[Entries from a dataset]
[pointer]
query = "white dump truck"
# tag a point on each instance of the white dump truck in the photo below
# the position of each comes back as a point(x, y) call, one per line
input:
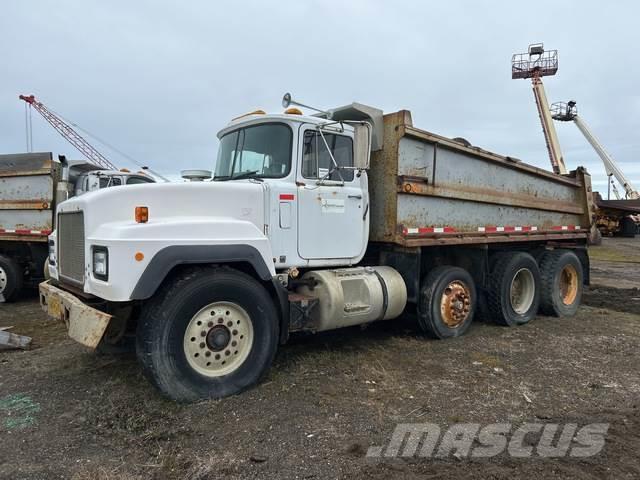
point(313, 223)
point(31, 185)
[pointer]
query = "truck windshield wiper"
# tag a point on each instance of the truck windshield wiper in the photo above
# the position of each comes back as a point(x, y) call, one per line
point(236, 176)
point(241, 175)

Exercise goal => Switch each "instance" in the records to "occurrence" and reproduce the lines with nothing else altered. Omit the pictures from your answer.

Answer to the task =>
[pointer]
query = "white dump truck"
# tag a point on each occurrence of the white dump truck in the photo below
# the position of each comes back as a point(x, y) call, one per line
input:
point(313, 223)
point(31, 185)
[pointer]
query = "truck windshield wiper"
# tag a point on each occurrence of the truck windshield wiper in the photo above
# the position of each comes back as a point(x, y) call, one per line
point(236, 176)
point(241, 175)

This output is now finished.